WORK REQUEST: Which lines hold the word "nose"? Copy each of them from the material.

RECORDED DATA:
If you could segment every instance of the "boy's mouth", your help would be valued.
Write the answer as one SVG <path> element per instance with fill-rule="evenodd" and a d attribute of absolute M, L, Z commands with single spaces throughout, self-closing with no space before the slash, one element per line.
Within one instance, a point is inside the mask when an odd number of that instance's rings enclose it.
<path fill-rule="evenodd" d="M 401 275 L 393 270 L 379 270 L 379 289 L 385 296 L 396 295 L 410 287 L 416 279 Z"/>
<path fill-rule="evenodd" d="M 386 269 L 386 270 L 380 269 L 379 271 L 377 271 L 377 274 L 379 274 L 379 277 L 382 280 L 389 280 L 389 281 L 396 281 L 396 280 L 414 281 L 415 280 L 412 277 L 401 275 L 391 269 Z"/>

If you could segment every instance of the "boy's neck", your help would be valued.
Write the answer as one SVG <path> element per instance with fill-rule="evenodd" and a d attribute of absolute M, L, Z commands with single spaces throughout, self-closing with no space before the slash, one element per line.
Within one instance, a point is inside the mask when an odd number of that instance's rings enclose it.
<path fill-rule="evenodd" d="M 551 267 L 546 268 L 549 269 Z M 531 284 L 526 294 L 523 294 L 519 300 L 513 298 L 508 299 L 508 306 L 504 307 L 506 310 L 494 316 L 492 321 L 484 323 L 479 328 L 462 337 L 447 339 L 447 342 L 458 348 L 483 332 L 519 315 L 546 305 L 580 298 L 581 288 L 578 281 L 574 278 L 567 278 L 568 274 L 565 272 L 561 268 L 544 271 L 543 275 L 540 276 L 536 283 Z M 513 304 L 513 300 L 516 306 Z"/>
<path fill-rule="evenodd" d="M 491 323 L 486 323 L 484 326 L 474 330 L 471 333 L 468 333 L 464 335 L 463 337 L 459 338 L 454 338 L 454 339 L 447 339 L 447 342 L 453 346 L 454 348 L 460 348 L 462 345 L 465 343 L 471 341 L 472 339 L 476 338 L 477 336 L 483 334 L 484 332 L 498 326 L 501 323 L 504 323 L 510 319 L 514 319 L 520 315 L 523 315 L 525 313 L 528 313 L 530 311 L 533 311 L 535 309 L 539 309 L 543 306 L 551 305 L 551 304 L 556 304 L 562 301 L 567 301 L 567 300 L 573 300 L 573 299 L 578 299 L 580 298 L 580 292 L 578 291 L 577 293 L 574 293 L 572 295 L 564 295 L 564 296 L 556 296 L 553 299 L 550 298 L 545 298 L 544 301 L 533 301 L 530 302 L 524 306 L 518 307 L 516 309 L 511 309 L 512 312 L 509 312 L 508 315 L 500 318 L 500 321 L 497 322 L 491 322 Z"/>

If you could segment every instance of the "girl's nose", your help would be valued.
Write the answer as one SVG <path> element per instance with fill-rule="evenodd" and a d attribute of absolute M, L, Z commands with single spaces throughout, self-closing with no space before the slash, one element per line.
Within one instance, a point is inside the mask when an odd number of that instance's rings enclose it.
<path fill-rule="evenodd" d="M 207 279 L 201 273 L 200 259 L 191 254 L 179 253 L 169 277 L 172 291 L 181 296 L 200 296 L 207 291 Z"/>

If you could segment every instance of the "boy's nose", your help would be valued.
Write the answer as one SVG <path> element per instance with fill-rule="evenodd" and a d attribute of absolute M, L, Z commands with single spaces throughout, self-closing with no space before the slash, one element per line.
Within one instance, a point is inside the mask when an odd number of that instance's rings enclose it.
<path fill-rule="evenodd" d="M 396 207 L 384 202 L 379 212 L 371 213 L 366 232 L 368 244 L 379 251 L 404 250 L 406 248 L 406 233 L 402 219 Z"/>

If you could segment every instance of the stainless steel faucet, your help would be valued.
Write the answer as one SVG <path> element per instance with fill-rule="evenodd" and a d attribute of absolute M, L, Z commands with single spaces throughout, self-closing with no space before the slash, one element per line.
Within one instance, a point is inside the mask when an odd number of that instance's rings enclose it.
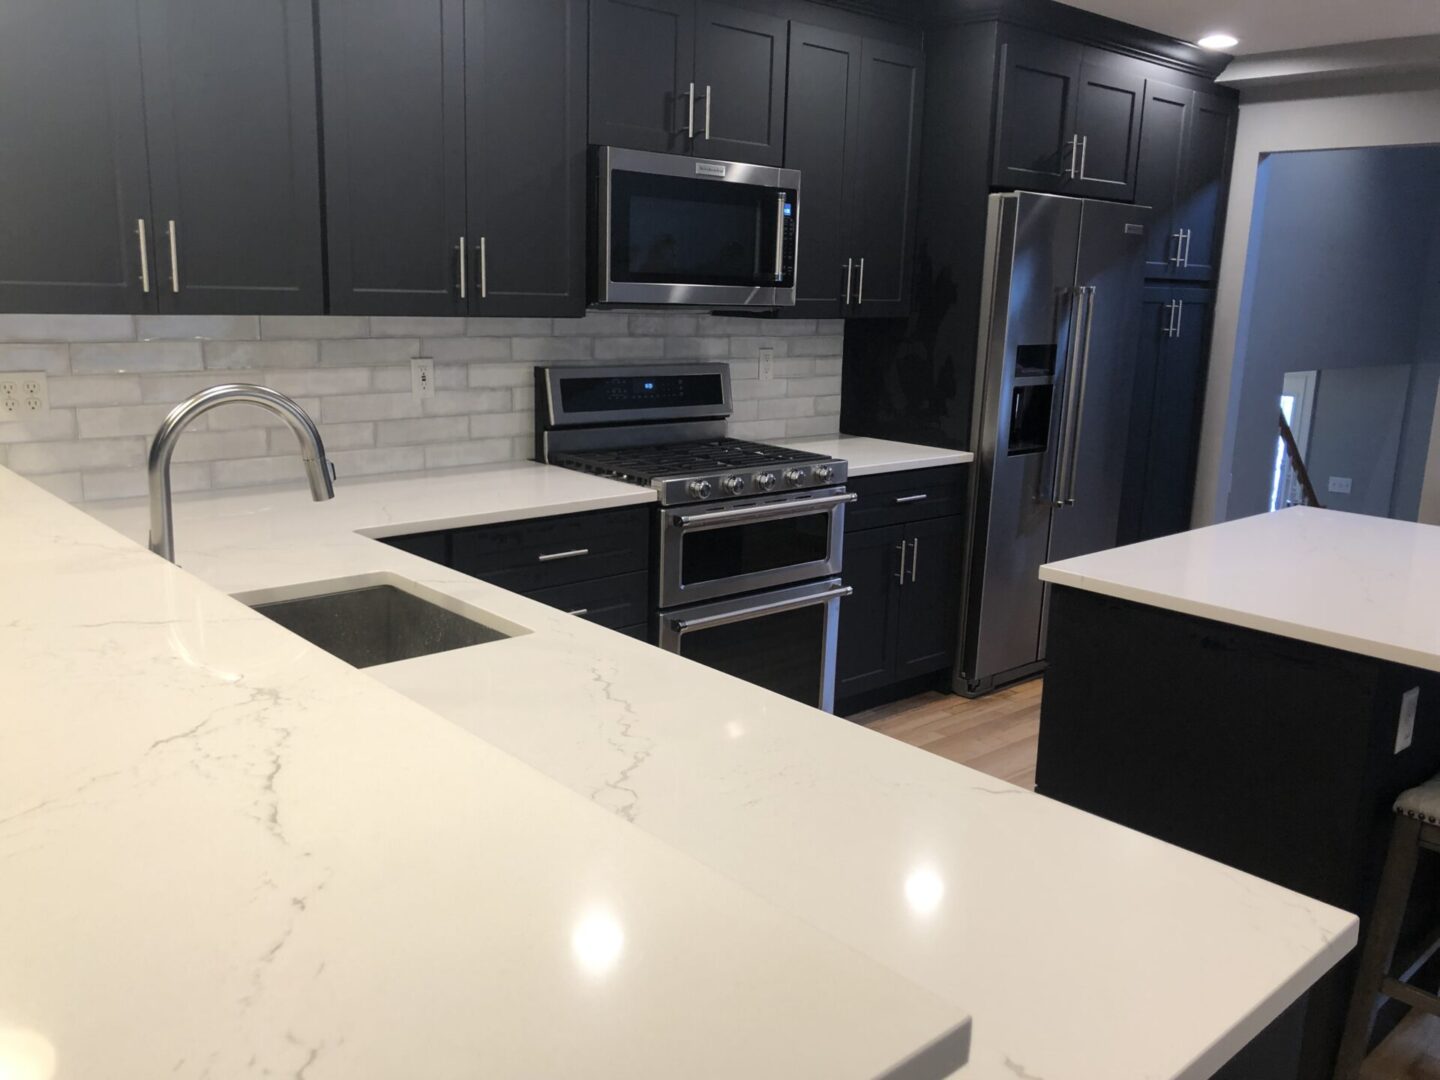
<path fill-rule="evenodd" d="M 300 460 L 305 463 L 310 494 L 316 502 L 335 497 L 331 483 L 334 472 L 325 459 L 325 444 L 315 421 L 304 409 L 268 386 L 225 383 L 208 387 L 171 409 L 150 444 L 150 550 L 171 562 L 175 561 L 175 527 L 170 512 L 170 456 L 175 453 L 175 442 L 201 413 L 231 403 L 259 405 L 289 424 L 300 442 Z"/>

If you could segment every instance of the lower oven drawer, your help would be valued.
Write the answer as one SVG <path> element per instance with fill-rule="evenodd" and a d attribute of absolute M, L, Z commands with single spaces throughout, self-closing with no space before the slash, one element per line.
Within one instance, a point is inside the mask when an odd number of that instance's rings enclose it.
<path fill-rule="evenodd" d="M 650 607 L 650 575 L 642 570 L 635 574 L 537 589 L 529 595 L 530 599 L 539 600 L 542 604 L 568 611 L 612 630 L 620 630 L 646 621 Z"/>
<path fill-rule="evenodd" d="M 451 565 L 522 593 L 644 571 L 652 514 L 627 507 L 460 529 L 451 538 Z"/>

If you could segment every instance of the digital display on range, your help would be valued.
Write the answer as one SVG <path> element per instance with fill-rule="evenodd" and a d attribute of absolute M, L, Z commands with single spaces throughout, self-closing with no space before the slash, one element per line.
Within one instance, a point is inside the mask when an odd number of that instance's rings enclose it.
<path fill-rule="evenodd" d="M 567 378 L 560 402 L 568 413 L 622 412 L 725 403 L 725 387 L 715 372 L 695 375 L 606 375 Z"/>

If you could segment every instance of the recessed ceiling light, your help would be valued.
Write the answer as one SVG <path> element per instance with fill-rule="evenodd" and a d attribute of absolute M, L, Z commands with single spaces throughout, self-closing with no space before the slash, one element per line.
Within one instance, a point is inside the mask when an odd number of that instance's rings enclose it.
<path fill-rule="evenodd" d="M 1233 49 L 1240 39 L 1234 34 L 1206 34 L 1195 44 L 1202 49 Z"/>

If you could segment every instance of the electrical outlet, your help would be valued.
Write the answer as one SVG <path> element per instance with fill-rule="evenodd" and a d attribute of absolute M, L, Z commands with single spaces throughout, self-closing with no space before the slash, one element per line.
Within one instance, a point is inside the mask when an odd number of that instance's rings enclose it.
<path fill-rule="evenodd" d="M 760 358 L 761 381 L 769 382 L 775 378 L 775 350 L 769 345 L 761 345 L 755 350 L 755 355 Z"/>
<path fill-rule="evenodd" d="M 435 396 L 435 361 L 428 356 L 410 361 L 410 396 L 416 401 Z"/>
<path fill-rule="evenodd" d="M 50 415 L 50 384 L 43 371 L 0 375 L 0 423 Z"/>
<path fill-rule="evenodd" d="M 1395 753 L 1415 741 L 1415 714 L 1420 711 L 1420 688 L 1411 687 L 1400 699 L 1400 722 L 1395 725 Z"/>
<path fill-rule="evenodd" d="M 1348 476 L 1332 476 L 1332 477 L 1330 477 L 1330 490 L 1331 490 L 1332 492 L 1334 492 L 1336 495 L 1349 495 L 1349 494 L 1350 494 L 1350 477 L 1348 477 Z"/>

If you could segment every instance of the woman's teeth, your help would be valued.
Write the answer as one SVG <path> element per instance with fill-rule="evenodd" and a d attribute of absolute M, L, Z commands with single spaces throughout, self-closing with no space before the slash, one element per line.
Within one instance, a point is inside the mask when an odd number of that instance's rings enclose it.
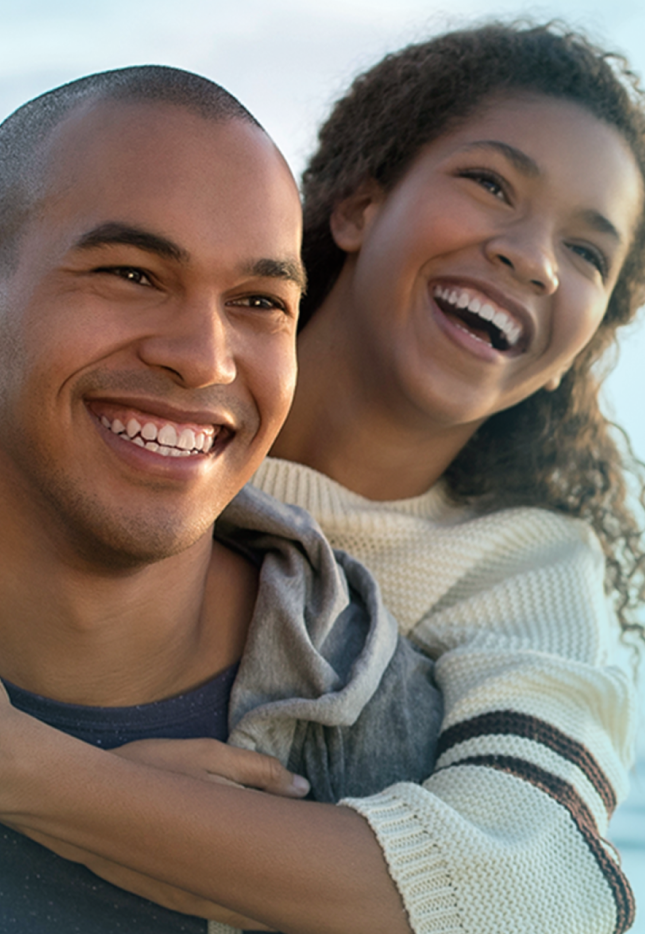
<path fill-rule="evenodd" d="M 131 441 L 132 444 L 154 451 L 163 457 L 208 454 L 216 434 L 215 429 L 210 427 L 201 431 L 193 431 L 192 428 L 180 428 L 178 431 L 171 422 L 158 427 L 154 422 L 141 424 L 136 418 L 128 419 L 124 425 L 120 419 L 110 421 L 105 415 L 101 416 L 101 423 L 125 441 Z"/>
<path fill-rule="evenodd" d="M 486 322 L 487 325 L 495 327 L 508 347 L 514 347 L 522 336 L 521 325 L 517 324 L 510 315 L 500 308 L 493 307 L 489 302 L 483 302 L 467 289 L 442 288 L 437 285 L 433 295 L 454 308 L 456 312 L 469 312 Z"/>

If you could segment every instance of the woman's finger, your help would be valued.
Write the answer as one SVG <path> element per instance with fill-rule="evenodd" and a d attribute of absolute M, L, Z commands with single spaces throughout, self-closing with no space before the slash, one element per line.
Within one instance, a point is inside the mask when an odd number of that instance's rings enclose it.
<path fill-rule="evenodd" d="M 238 749 L 215 739 L 146 739 L 112 752 L 158 769 L 204 781 L 225 780 L 274 795 L 301 798 L 309 791 L 307 780 L 289 772 L 274 756 Z"/>

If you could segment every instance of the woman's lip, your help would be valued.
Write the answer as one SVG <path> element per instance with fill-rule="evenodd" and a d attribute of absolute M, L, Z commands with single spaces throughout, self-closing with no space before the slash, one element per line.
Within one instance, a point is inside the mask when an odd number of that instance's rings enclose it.
<path fill-rule="evenodd" d="M 443 313 L 441 308 L 439 308 L 432 296 L 431 299 L 432 313 L 437 327 L 453 343 L 458 344 L 473 356 L 479 357 L 480 360 L 484 360 L 488 363 L 499 364 L 509 356 L 508 351 L 496 350 L 488 341 L 476 337 L 472 331 L 460 326 L 456 320 L 449 318 Z"/>
<path fill-rule="evenodd" d="M 506 356 L 515 356 L 517 353 L 524 353 L 532 344 L 535 336 L 535 322 L 529 309 L 522 302 L 512 298 L 490 282 L 482 281 L 475 276 L 442 276 L 434 278 L 428 283 L 433 305 L 436 305 L 433 293 L 437 287 L 454 289 L 456 291 L 462 289 L 469 292 L 477 292 L 481 295 L 484 302 L 489 300 L 512 318 L 521 328 L 521 336 L 516 345 L 503 351 Z M 439 311 L 443 314 L 441 309 L 439 309 Z"/>

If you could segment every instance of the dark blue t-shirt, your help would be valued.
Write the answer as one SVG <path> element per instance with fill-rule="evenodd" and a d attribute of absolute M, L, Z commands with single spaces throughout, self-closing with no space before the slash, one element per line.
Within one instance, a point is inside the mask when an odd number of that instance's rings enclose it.
<path fill-rule="evenodd" d="M 87 743 L 210 736 L 226 741 L 237 666 L 169 700 L 136 707 L 60 704 L 6 684 L 13 705 Z M 206 934 L 207 922 L 104 882 L 0 825 L 0 934 Z"/>

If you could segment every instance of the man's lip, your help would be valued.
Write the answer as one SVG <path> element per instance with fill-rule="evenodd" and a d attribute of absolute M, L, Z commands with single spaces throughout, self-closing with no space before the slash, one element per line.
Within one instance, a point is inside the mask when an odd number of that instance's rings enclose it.
<path fill-rule="evenodd" d="M 142 419 L 150 416 L 177 425 L 193 425 L 202 429 L 224 428 L 231 433 L 236 430 L 235 419 L 228 412 L 179 408 L 160 399 L 90 395 L 85 398 L 85 404 L 97 418 L 108 413 L 116 415 L 119 409 L 126 409 Z"/>
<path fill-rule="evenodd" d="M 495 305 L 498 305 L 511 318 L 513 318 L 521 327 L 522 333 L 518 343 L 511 349 L 516 353 L 525 353 L 533 343 L 535 338 L 535 319 L 529 309 L 522 302 L 512 298 L 502 289 L 492 285 L 490 282 L 482 281 L 472 276 L 441 276 L 429 281 L 428 287 L 432 297 L 433 290 L 440 288 L 464 288 L 473 292 L 479 292 L 485 298 L 490 299 Z M 509 351 L 506 351 L 508 353 Z"/>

SOLUTION TO THE EXERCISE:
If you could segment every instance of the "girl's nose", your help would be valued.
If you could segment every instance of the "boy's nose", your help would be valued.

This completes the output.